=== Aim of the exercise ===
Exactly as they appear below, repeat the lines from the one with "Query: vegetation" through the one with "Flashcard task. Put a dot on each instance of the windshield", and no others.

Point localization data
......

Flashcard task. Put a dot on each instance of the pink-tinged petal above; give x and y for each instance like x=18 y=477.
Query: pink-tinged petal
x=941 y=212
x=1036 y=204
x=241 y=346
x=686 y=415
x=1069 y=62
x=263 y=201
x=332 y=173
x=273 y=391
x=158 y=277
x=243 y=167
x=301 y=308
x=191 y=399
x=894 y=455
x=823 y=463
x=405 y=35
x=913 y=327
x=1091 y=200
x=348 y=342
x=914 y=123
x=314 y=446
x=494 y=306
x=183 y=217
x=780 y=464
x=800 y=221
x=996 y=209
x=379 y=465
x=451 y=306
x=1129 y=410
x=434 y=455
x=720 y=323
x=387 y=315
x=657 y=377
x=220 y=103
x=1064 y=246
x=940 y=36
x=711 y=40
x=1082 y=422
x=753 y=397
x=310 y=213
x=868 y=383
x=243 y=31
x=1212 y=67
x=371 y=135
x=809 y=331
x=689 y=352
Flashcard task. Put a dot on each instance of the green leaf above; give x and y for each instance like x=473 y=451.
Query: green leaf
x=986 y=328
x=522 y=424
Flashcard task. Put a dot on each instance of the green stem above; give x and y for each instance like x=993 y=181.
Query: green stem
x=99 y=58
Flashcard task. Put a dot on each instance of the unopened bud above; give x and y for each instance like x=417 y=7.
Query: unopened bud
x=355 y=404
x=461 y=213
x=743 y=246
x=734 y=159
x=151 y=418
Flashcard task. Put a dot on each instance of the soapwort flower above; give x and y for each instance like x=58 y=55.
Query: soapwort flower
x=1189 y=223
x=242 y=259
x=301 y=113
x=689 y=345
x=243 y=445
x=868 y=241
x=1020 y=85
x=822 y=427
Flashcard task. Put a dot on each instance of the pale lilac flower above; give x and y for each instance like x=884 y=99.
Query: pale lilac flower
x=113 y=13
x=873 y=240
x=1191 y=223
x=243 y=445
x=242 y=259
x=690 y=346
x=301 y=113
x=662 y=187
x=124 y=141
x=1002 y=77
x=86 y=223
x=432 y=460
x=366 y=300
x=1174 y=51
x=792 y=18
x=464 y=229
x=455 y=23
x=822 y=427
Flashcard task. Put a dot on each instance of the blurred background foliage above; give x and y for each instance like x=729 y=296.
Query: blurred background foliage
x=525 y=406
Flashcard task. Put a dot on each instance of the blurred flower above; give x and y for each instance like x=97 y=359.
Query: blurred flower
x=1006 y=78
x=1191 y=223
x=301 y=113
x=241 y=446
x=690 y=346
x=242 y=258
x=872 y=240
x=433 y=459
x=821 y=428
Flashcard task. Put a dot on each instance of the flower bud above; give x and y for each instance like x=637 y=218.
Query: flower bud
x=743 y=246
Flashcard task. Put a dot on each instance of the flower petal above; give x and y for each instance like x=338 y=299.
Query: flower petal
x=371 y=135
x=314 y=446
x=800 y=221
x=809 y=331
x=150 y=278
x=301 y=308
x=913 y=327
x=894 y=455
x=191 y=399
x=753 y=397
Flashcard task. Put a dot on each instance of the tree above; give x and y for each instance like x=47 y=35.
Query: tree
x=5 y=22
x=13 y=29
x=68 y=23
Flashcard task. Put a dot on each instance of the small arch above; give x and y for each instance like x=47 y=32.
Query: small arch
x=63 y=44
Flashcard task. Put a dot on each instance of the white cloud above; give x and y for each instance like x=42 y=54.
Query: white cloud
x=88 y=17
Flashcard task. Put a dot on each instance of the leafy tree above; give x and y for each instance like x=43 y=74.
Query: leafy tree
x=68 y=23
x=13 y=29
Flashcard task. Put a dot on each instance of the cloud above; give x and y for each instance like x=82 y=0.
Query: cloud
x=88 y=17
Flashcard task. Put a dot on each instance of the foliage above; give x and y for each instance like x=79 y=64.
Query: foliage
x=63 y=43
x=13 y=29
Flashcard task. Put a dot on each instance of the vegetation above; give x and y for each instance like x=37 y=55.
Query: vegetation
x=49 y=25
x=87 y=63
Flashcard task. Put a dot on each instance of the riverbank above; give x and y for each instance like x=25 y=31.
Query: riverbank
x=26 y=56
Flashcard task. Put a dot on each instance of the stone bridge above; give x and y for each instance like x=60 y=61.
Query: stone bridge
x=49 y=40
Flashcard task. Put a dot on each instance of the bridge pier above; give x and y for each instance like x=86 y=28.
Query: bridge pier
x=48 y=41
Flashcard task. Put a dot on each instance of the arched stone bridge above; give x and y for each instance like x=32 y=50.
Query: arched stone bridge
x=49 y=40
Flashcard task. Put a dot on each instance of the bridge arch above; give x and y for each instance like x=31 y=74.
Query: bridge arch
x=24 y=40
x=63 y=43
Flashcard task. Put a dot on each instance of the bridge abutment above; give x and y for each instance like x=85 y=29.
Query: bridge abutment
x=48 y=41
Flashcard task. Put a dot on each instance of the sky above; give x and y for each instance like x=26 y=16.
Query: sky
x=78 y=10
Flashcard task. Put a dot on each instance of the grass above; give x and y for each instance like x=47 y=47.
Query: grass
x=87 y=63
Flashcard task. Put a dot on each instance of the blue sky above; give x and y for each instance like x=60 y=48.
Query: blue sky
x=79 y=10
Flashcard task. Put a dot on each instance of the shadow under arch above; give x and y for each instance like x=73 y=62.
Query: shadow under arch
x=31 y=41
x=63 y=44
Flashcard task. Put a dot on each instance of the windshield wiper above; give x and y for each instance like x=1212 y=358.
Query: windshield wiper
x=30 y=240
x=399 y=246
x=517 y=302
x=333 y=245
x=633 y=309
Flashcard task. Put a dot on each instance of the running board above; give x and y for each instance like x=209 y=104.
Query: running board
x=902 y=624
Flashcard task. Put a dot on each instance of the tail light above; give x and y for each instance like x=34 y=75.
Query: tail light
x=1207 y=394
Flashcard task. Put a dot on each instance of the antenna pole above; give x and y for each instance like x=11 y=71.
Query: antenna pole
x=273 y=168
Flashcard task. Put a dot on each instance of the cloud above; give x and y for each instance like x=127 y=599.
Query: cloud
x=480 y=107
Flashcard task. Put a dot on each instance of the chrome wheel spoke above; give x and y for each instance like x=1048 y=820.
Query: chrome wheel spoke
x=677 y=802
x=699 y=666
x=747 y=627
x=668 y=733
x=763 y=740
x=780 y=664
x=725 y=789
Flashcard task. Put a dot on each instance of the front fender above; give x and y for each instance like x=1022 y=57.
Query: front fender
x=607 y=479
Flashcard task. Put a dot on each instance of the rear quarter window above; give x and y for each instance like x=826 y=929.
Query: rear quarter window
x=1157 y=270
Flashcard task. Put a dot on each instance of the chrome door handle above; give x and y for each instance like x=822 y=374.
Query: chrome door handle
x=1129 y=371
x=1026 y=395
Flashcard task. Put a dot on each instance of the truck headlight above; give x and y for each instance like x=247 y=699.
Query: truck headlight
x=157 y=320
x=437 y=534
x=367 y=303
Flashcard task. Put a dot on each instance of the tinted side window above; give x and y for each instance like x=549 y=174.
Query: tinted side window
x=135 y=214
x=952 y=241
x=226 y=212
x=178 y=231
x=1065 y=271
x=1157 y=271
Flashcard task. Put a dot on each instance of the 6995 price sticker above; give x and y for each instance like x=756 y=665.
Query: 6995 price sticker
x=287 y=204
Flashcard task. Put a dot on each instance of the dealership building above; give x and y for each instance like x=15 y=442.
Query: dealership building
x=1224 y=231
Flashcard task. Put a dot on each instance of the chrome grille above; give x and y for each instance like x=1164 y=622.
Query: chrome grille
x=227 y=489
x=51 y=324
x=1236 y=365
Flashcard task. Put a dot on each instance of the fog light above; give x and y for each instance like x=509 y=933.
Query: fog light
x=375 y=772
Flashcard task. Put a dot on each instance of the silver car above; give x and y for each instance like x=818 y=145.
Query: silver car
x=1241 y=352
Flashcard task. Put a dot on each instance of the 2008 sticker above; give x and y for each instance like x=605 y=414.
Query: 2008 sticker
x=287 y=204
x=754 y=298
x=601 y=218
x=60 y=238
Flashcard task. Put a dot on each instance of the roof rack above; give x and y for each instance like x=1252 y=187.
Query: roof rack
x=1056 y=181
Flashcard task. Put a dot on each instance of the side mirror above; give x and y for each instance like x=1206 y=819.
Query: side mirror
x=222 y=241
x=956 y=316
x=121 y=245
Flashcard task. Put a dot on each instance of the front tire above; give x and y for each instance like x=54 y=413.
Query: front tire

......

=== Response box ===
Query: vegetation
x=49 y=25
x=87 y=63
Flashcard task. Put a dot on each instance of the riverbank above; give x and y for each instance like x=25 y=31.
Query: riverbank
x=26 y=56
Flashcard task. Put a dot on each instance of the stone bridge above; give x and y for each instance like x=60 y=61.
Query: stone bridge
x=49 y=40
Flashcard task. Put a dot on each instance of the bridge pier above; give x and y for each instance like x=86 y=28.
Query: bridge pier
x=48 y=41
Flashcard task. Put a dot on each instance of the arched stone bridge above; give x and y for each instance like x=32 y=50.
Query: arched stone bridge
x=49 y=40
Flashcard task. Put a dot on each instance of the bridge arch above; give x and y for each instance like x=31 y=74.
Query: bridge arch
x=24 y=40
x=63 y=43
Flashcard task. Put a dot on each instance of the bridge abutment above; give x and y for each instance like x=85 y=29.
Query: bridge abutment
x=48 y=41
Flashcard task. Put a dot on each instance of the sky above; give x and y for each instance like x=26 y=16.
Query: sky
x=78 y=10
Flashcard task. Put a dot on each instance of the grass above; give x and y for each instance like x=47 y=47.
Query: grass
x=87 y=63
Flashcard task. Put a dot on each instance of the blue sky above; give x and y for each instance like x=60 y=48.
Query: blue sky
x=79 y=10
Flashcard task. Put a dot on each instance of the shadow under arch above; give x and y for each instance like x=73 y=62.
Query: shadow under arch
x=31 y=41
x=63 y=44
Flashcard task. Put a dot on each instance of the windshield wiper above; give x and y for each instance like x=1212 y=358.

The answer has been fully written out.